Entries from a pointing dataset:
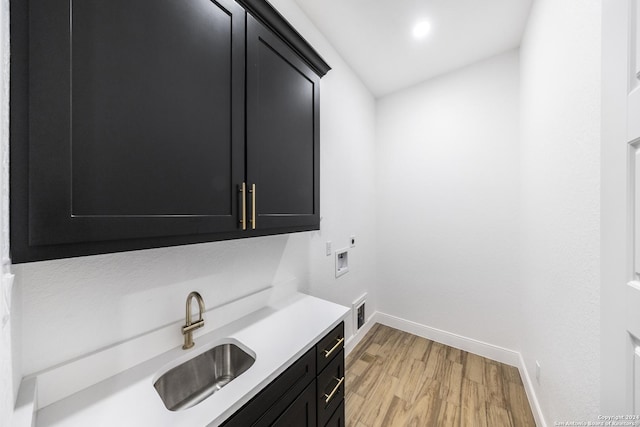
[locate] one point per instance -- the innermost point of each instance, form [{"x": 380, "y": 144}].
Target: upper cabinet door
[
  {"x": 283, "y": 133},
  {"x": 135, "y": 128}
]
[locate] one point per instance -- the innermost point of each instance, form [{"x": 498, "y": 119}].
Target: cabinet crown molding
[{"x": 270, "y": 17}]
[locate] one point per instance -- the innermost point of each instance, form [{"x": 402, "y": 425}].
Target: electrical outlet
[{"x": 358, "y": 308}]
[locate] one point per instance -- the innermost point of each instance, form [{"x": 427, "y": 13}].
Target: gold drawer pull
[
  {"x": 243, "y": 194},
  {"x": 327, "y": 353},
  {"x": 253, "y": 206},
  {"x": 334, "y": 391}
]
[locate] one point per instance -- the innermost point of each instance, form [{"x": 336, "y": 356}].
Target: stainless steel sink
[{"x": 190, "y": 383}]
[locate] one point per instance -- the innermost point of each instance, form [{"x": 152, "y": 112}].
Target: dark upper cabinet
[
  {"x": 282, "y": 132},
  {"x": 128, "y": 125}
]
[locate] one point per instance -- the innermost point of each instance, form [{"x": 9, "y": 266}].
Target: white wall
[
  {"x": 75, "y": 306},
  {"x": 347, "y": 176},
  {"x": 560, "y": 57},
  {"x": 10, "y": 368},
  {"x": 448, "y": 202}
]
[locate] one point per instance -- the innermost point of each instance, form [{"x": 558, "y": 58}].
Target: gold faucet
[{"x": 187, "y": 330}]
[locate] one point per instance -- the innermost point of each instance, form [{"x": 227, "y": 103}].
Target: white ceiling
[{"x": 374, "y": 36}]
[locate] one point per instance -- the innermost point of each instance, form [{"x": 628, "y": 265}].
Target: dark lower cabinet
[
  {"x": 338, "y": 417},
  {"x": 303, "y": 395},
  {"x": 302, "y": 411},
  {"x": 128, "y": 122}
]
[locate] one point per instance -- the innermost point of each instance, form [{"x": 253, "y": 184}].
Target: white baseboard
[
  {"x": 490, "y": 351},
  {"x": 531, "y": 394}
]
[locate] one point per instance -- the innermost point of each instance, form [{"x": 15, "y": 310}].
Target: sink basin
[{"x": 190, "y": 383}]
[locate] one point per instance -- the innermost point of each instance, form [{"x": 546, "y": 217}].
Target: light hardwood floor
[{"x": 397, "y": 379}]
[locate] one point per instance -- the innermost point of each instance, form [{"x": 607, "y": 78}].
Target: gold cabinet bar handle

INSTRUCTIONS FOR THE TASK — Strip the images and reproduce the remaining records precisely.

OUTPUT FOR THIS EXERCISE —
[locate] one point per instance -- the innermost point of each instance, form [{"x": 380, "y": 144}].
Target: upper cabinet door
[
  {"x": 283, "y": 133},
  {"x": 135, "y": 128}
]
[locate] one point per instance -- the innermost point of each instance, form [{"x": 498, "y": 119}].
Target: cabinet crown molding
[{"x": 270, "y": 17}]
[locate] one point per instance -- the innermost point of each instance, form [{"x": 402, "y": 425}].
Target: electrical outlet
[{"x": 358, "y": 308}]
[locate] one point per instance -- the innermost point of each instance, form [{"x": 427, "y": 13}].
Target: gold drawer pull
[
  {"x": 243, "y": 194},
  {"x": 327, "y": 353},
  {"x": 253, "y": 206},
  {"x": 334, "y": 391}
]
[locate] one point per instance -- the innermost point of each instance, form [{"x": 336, "y": 356}].
Target: stainless steel sink
[{"x": 190, "y": 383}]
[locate] one point per instance -- the innermost point of each instance, form [{"x": 152, "y": 112}].
Target: dark upper cabinet
[
  {"x": 282, "y": 132},
  {"x": 128, "y": 125}
]
[locate] one point per instance -- the innermost point of each instance, form [{"x": 9, "y": 266}].
Target: white wall
[
  {"x": 75, "y": 306},
  {"x": 347, "y": 176},
  {"x": 560, "y": 57},
  {"x": 10, "y": 368},
  {"x": 448, "y": 202}
]
[locate] one point per instance -- the innermost point of each instance, form [{"x": 558, "y": 58}].
Target: gold faucet
[{"x": 187, "y": 330}]
[locate] one point per instance -- the innermost point of each instance, form [{"x": 227, "y": 103}].
Target: white ceiling
[{"x": 374, "y": 36}]
[locate] one point per instance -- the innermost point of each instance, form [{"x": 628, "y": 265}].
Target: dark lower cabinet
[
  {"x": 338, "y": 417},
  {"x": 303, "y": 395},
  {"x": 302, "y": 411},
  {"x": 128, "y": 122}
]
[locate] one point per instance -- the innermost point of each instance, form [{"x": 253, "y": 184}].
Target: white baseboard
[
  {"x": 490, "y": 351},
  {"x": 531, "y": 394}
]
[locate] one point per instance -- the innermost point of each instance, form [{"x": 15, "y": 310}].
Target: sink basin
[{"x": 190, "y": 383}]
[locate] one point per instance -- the innermost point of each instance, form [{"x": 546, "y": 217}].
Target: light hardwood floor
[{"x": 397, "y": 379}]
[locate] one point per instance -- the innermost point of each instance, form [{"x": 607, "y": 78}].
Target: gold cabinet bar handle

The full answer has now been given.